## Exercise a:
From the rows below, gather and copy every line that contains the word "glove". Case counts.

## begin Source passage

Mergers and Acquisitions

Expert Q&A with Kathleen Thomas, Berkery, Noyes & Co. LLC



Kathleen Thomas
Managing Director, Berkery, Noyes & Co. LLC

Kathleen Thomas, Berkery, Noyes & Co. LLC

Kathleen Thomas joined Berkery, Noyes & Co. LLC in 2003 from Veronis Suhler Stevenson, where she served for nine years specializing in mergers and acquisitions advisory in the business-to-business communications segment, with expertise in magazines, newsletters, trade shows, conferences, seminars and the outsourced services that support these businesses. She has been instrumental in the successful completion of more than 50 transactions, including the Forstmann Little investment in ENK International, the sales of McGraw-Hill's Healthcare Information Group, Boucher Communications to Wolters Kluwer Health, National Roofing Contractors annual trade show, MedQuest Communications, Expoexchange trade show services, Asset Alternatives publications & conferences, Mealey's Publications & Conferences, among many others. In addition to her sell-side representation, Kathleen has very deep buy-side experience, advising Hanley-Wood in the acquisitions of Surfaces, NSPI, and Remodelers trade shows, Journal of Light Construction, Pool & Spa, Aquatics, Multifamily Executive and Public Works magazines, among many other buy-side assignments.

From Rob in White Plains, NY on 10/9/2008

Q. We’ve decided to sell our show. Should we consider scaling back our marketing efforts?

A. Answered on 10/9/2008.

Typically a buyer can ascertain whether or not marketing has been cut inappropriately in the due diligence process. This could impact valuation if the buyer believes that the cuts will negatively impact revenue growth when he takes over the event. You don’t want to give buyers the impression that you’ve “dressed up the business for sale.” However, it does make sense to look at your cost structure and make sure you’re operating as efficiently as possible to maximize profits.

From Bill in Las Vegas, NV on 5/27/2008

Q. We’re planning to acquire a company that will strengthen our offerings, but also has a business culture that’s different from our own. How can we help integrate this new business culture to form one cohesive team?

## end Source passage

## Exercise b:
List the kinds of business the Q&A page above says Kathleen Thomas has expertise in within the business-to-business communications segment.

## begin Supplied information

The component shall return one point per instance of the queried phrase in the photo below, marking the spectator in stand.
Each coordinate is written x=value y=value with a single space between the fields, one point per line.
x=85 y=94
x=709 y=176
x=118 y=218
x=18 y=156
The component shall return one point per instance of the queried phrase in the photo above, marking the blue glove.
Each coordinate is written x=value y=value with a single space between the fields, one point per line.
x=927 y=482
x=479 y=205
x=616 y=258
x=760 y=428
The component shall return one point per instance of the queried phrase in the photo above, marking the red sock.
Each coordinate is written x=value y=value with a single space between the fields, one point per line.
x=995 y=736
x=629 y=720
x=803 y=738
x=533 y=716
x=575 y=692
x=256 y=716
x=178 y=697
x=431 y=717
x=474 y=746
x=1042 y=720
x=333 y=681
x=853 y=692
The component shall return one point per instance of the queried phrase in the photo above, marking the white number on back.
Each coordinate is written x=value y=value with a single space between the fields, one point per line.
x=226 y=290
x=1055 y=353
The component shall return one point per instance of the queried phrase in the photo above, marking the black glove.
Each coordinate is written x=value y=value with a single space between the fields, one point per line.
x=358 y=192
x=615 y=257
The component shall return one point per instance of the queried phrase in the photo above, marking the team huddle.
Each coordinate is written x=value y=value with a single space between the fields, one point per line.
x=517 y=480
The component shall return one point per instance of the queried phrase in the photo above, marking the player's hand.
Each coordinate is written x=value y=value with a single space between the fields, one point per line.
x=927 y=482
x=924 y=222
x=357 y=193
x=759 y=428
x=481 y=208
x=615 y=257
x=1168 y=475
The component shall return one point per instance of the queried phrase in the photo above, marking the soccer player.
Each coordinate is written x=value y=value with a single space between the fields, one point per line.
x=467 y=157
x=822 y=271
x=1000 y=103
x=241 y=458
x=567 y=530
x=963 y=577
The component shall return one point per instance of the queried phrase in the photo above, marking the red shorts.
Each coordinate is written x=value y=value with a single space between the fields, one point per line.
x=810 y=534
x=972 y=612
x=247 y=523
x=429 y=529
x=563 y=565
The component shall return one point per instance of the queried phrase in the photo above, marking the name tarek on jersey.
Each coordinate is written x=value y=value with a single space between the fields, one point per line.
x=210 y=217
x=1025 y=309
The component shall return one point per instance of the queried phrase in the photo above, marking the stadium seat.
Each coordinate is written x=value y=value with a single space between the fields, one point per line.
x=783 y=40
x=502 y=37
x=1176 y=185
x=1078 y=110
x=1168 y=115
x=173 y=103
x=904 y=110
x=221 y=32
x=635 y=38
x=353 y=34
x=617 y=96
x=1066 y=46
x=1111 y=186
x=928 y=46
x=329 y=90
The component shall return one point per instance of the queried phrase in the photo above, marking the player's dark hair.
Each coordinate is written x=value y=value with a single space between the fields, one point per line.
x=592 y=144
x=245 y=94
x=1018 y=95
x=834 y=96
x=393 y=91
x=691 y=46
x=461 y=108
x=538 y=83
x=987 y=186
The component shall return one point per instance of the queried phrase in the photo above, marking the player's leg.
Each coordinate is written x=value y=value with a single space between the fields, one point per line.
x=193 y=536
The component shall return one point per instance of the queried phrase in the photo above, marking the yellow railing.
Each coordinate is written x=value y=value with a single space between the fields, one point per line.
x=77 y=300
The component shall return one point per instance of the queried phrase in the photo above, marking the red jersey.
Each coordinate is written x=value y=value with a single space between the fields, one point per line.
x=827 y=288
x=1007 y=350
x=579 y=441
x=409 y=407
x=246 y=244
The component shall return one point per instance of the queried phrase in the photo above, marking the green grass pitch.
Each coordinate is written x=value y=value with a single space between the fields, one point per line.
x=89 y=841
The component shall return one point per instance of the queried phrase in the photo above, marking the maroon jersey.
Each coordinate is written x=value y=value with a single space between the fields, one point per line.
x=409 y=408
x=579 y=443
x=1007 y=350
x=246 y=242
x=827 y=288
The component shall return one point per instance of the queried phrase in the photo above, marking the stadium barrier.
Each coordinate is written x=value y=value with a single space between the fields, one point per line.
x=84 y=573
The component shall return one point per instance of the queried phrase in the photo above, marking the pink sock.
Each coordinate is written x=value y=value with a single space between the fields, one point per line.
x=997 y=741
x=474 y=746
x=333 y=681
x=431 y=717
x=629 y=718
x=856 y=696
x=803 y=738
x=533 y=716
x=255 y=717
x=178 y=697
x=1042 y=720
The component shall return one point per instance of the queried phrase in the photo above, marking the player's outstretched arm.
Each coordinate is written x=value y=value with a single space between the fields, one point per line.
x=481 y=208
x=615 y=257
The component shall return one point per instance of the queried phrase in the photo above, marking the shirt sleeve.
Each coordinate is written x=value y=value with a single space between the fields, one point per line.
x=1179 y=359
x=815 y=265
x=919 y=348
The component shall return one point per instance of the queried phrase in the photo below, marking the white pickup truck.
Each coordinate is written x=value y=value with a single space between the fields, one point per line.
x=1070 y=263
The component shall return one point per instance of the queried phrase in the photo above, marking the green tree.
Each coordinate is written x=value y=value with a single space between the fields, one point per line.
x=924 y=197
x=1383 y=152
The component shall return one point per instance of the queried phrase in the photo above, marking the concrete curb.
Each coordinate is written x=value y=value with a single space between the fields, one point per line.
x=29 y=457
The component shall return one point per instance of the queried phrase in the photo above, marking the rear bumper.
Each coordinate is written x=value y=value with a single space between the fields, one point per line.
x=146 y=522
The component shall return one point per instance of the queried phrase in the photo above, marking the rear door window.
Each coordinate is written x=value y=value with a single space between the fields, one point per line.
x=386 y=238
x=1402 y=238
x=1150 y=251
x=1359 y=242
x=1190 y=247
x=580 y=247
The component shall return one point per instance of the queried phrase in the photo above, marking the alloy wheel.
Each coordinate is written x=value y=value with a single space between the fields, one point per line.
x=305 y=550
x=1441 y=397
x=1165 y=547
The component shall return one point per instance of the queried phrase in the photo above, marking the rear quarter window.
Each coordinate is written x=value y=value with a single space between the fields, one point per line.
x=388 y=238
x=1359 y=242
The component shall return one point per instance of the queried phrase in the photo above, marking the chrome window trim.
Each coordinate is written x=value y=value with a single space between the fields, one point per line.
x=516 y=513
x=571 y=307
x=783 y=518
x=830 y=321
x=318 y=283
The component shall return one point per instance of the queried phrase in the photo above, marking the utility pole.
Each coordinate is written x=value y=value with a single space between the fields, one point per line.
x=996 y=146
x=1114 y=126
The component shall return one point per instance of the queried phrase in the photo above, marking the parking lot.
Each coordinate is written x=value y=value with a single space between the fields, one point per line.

## end Supplied information

## Task answer a:
The component shall return one point per instance of the queried phrase in the photo above, marking the blue glove.
The component shall return one point per instance of the queried phrase in the photo above, marking the black glove.

## Task answer b:
- Magazines
- Newsletters
- Trade shows
- Conferences
- Seminars
- The outsourced services that support these businesses